====== INPUT FOR THIS TASK

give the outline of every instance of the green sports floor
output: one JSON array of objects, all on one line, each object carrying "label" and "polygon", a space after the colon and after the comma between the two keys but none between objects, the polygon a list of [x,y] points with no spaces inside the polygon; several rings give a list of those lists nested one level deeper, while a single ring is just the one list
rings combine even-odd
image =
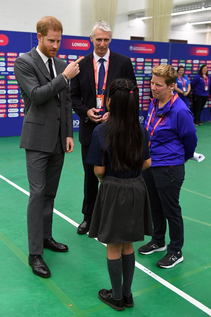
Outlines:
[{"label": "green sports floor", "polygon": [[[211,123],[197,127],[196,152],[206,158],[185,164],[180,202],[184,225],[183,261],[162,269],[165,251],[148,255],[134,243],[134,307],[117,312],[98,299],[109,289],[105,246],[77,234],[83,220],[83,170],[78,133],[66,154],[54,205],[53,236],[68,252],[45,249],[51,277],[39,277],[28,264],[26,210],[28,185],[19,137],[0,138],[0,316],[1,317],[203,317],[211,316]],[[168,234],[166,243],[169,242]]]}]

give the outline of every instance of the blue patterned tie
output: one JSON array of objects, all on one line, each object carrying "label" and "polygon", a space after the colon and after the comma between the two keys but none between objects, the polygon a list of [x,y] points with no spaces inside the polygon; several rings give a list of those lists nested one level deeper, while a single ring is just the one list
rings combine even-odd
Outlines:
[{"label": "blue patterned tie", "polygon": [[52,65],[52,61],[51,58],[48,59],[48,67],[49,67],[49,69],[50,70],[50,73],[51,74],[51,78],[52,79],[55,78],[55,76],[54,75],[54,73],[53,72],[53,67]]},{"label": "blue patterned tie", "polygon": [[98,95],[102,95],[102,87],[103,86],[104,78],[105,74],[105,67],[103,65],[103,62],[105,60],[104,58],[100,58],[98,61],[100,61],[101,63],[98,75],[98,84],[97,85],[97,94]]}]

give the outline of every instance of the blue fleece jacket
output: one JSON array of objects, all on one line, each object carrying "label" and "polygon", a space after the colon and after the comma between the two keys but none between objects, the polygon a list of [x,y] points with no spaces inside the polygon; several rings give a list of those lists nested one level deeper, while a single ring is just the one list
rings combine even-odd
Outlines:
[{"label": "blue fleece jacket", "polygon": [[[177,93],[174,93],[174,95]],[[154,131],[151,140],[152,166],[181,165],[193,156],[196,146],[197,137],[193,122],[193,116],[183,101],[178,97],[170,107],[171,100],[162,108],[158,108],[158,99],[152,100],[155,111],[148,129],[151,132],[160,117],[164,116]],[[145,122],[146,127],[154,106],[150,104]]]},{"label": "blue fleece jacket", "polygon": [[205,90],[205,82],[204,77],[201,75],[197,74],[193,78],[191,82],[191,87],[193,89],[193,93],[198,96],[208,96],[209,94],[209,87],[210,85],[210,77],[207,76],[208,81],[207,89]]}]

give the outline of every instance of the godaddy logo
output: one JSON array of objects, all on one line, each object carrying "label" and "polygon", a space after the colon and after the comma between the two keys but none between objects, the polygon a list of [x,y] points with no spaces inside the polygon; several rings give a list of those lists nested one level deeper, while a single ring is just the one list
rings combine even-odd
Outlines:
[{"label": "godaddy logo", "polygon": [[7,82],[8,84],[17,84],[17,81],[16,80],[9,80]]}]

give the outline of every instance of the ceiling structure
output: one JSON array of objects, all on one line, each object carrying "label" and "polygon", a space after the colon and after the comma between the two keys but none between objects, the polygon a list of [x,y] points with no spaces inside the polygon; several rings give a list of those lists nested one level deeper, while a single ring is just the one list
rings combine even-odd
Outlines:
[{"label": "ceiling structure", "polygon": [[[211,26],[211,1],[192,1],[189,3],[175,5],[171,15],[172,27],[187,23],[197,23],[199,25],[200,23],[202,22],[204,27]],[[147,18],[145,10],[130,13],[128,16],[130,19],[138,18],[144,20]]]}]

============

PROMPT
Swap every "instance" in the data above for "occurrence" and write the data out again with nothing else changed. Leave out the pictures.

ANSWER TO THIS TASK
give the outline of every occurrence of the green sports floor
output: one JSON array of objects, all on one line, each object carrying "label" and "polygon", a space after the colon and after the comma between the two keys but none between objects, the polygon a list of [x,y] points with no spaces inside the polygon; several rings give a list of those lists nested one level deeper, while a single ring is just the one list
rings combine even-odd
image =
Outlines:
[{"label": "green sports floor", "polygon": [[[211,123],[197,127],[196,152],[206,158],[185,164],[180,202],[184,225],[183,261],[162,269],[165,251],[148,255],[134,243],[134,307],[117,312],[98,299],[109,289],[105,246],[77,234],[83,220],[83,170],[78,133],[66,154],[54,205],[53,236],[68,252],[45,249],[51,277],[39,277],[28,264],[26,210],[28,185],[19,137],[0,138],[0,316],[1,317],[203,317],[211,316]],[[168,234],[166,243],[169,242]]]}]

give the outline of every occurrence of the blue patterned tie
output: one JSON array of objects, all on one line, each object carrying "label" and "polygon", a space after the colon and after the comma between the two keys but none between objects, the polygon a list of [x,y] points with no spaces inside the polygon; several rings give a list of those lists nested one level deeper, while a single ring is just the one list
rings combine even-odd
Outlines:
[{"label": "blue patterned tie", "polygon": [[52,65],[52,61],[51,58],[48,59],[48,67],[49,67],[49,69],[50,70],[50,73],[51,74],[51,78],[52,79],[55,78],[55,76],[54,75],[54,73],[53,72],[53,67]]},{"label": "blue patterned tie", "polygon": [[98,95],[102,95],[102,87],[103,86],[104,78],[105,74],[105,67],[103,65],[103,62],[105,60],[104,58],[100,58],[98,61],[100,61],[101,63],[98,75],[98,84],[97,85],[97,94]]}]

give the outline of every occurrence of the blue fleece jacket
output: one JSON array of objects, all on one line, each object carrying "label" and "polygon", a space after the colon and after the comma between the two keys but none between objects, the polygon a list of [x,y] points with no spaces inside the polygon; several rings give a list of those lists nested one level deeper, while a single ring is just the one list
rings combine even-odd
Outlines:
[{"label": "blue fleece jacket", "polygon": [[[177,93],[174,93],[174,95]],[[154,131],[151,140],[152,166],[181,165],[193,156],[196,146],[197,137],[193,122],[193,116],[183,101],[178,97],[170,107],[171,100],[162,108],[158,108],[158,99],[152,100],[155,111],[148,129],[151,132],[160,117],[164,116]],[[145,122],[146,127],[154,106],[150,104]]]},{"label": "blue fleece jacket", "polygon": [[205,90],[205,82],[204,77],[201,75],[197,74],[193,78],[191,82],[191,87],[193,89],[193,93],[198,96],[208,96],[209,94],[209,87],[210,85],[210,77],[207,76],[208,81],[207,89]]}]

give the outline of every occurrence of the godaddy logo
output: one JSON array of objects, all on one line, each object carrying "label" and "polygon", a space after the colon and after the comma between the two keys but none between objects, the polygon a list of [x,y] points with no spaces inside the polygon; several rings give a list of those lists nested one level deeper, while a single ring is just the one list
rings combine even-odd
Outlines:
[{"label": "godaddy logo", "polygon": [[7,82],[8,84],[17,84],[17,81],[16,80],[9,80]]}]

give the outline of every occurrence of the ceiling structure
output: one JSON array of objects, all on one line, each object carrying "label" and "polygon", a space after the colon and after the comma between the two keys but none between objects, the polygon a list of [x,y] points with no spaces inside the polygon; several rings give a list of those lists nested one level deeper, while a single ring is just the one list
rings combine even-odd
Outlines:
[{"label": "ceiling structure", "polygon": [[[211,26],[211,1],[192,1],[189,3],[175,5],[171,15],[172,27],[187,23],[197,23],[199,25],[200,23],[202,22],[204,27]],[[147,18],[145,10],[130,13],[128,16],[130,19],[138,18],[144,20]]]}]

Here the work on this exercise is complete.